What is being asked
In the espresso machine thread, reproduce the passage starting at "It says 2.3kw" and ending after "of these also.", swapping "identity plate" for "rating plate".

# La Cimbali Junior S/1 Element - Help required....



## HizerKite (Feb 25, 2011)

Hi, I have recently acquired a La Cimbali Junior S/1. It's in bits (approx 200 of them)

and I will be totally rebuilding - when I've done the other 5 machines I also have to restore..

One item I definitely need to replace is the heating element. The existing unit has 3 elements in it's block and 6 connections but I am told it's not the original item so I need to find the correct part.

I've trawled the net but can't get a definite idea. The machine is I think a model from 1995 to 1999 (sorry a bit vague) but am going on the little information I have.

It says 2.3kw on the machine's identity plate so guess I need an element that's rated at around 2.2kw (allowing 100 watts for the pump and other bits).

I also need quite a lot of gaskets (and some for my La San Marco which is also in the middle of a restoration) so would be good to find a supplier of these also.

Any help greatly appreciated as always

Richard


----------



## Bill Kneer (Feb 22, 2012)

I am in the US the machines i have are all 110 VAC that part number is 422-501-001 when you change the element you will also need to change the gasket and that part number is 401-194-010

The 220 V element is 422-501-005 and the 240 V is 442-557-000

If your element has the reset on the element that part number is 531-101-700

Hope that help's if you need further help i will do what i can. You can email me at [email protected]

I am not positive on what differences are on the equipment in the UK and the USA.

Bill


----------



## HizerKite (Feb 25, 2011)

Bill Kneer said:


> I am in the US the machines i have are all 110 VAC that part number is 422-501-001 when you change the element you will also need to change the gasket and that part number is 401-194-010
> 
> The 220 V element is 422-501-005 and the 240 V is 442-557-000
> 
> ...


Hi Bill and many thanks for the very helpful information. I'll have a look at the part numbers you've listed

Regards

Richard


----------

[Extracted records]
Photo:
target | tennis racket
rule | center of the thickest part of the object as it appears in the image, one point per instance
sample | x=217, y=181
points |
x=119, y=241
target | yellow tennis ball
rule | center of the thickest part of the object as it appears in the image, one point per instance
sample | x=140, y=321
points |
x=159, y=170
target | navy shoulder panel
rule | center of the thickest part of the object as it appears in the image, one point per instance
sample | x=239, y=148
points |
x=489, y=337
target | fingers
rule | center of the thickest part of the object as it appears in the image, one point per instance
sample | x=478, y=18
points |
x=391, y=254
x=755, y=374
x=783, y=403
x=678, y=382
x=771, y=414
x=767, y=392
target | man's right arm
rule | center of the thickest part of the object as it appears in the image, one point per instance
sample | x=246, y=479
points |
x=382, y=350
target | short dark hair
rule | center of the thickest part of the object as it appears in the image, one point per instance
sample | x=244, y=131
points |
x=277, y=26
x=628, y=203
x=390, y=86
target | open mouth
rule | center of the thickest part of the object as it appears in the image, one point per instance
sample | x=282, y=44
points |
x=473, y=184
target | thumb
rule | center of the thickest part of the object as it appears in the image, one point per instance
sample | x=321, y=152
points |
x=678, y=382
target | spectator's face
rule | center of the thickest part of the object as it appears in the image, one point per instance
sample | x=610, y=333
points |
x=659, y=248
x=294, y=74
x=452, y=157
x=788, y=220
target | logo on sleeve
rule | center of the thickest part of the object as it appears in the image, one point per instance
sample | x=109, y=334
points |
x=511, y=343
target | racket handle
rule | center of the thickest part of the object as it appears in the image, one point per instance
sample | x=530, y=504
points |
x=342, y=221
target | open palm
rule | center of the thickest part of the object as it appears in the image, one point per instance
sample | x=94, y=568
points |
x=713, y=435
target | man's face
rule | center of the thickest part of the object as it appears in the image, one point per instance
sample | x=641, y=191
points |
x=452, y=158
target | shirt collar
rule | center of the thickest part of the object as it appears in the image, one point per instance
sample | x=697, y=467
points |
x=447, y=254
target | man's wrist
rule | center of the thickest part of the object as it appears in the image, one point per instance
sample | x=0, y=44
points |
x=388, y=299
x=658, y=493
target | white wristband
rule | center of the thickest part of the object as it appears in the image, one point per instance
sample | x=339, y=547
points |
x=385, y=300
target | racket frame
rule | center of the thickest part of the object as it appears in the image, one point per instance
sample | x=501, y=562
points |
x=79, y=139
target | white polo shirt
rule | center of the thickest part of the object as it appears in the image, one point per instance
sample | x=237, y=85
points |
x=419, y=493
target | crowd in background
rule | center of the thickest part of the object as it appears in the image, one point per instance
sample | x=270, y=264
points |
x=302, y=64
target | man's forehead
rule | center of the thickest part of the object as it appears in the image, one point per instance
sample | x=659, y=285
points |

Complete output
It says 2.3kw on the machine's rating plate so guess I need an element that's rated at around 2.2kw (allowing 100 watts for the pump and other bits).

I also need quite a lot of gaskets (and some for my La San Marco which is also in the middle of a restoration) so would be good to find a supplier of these also.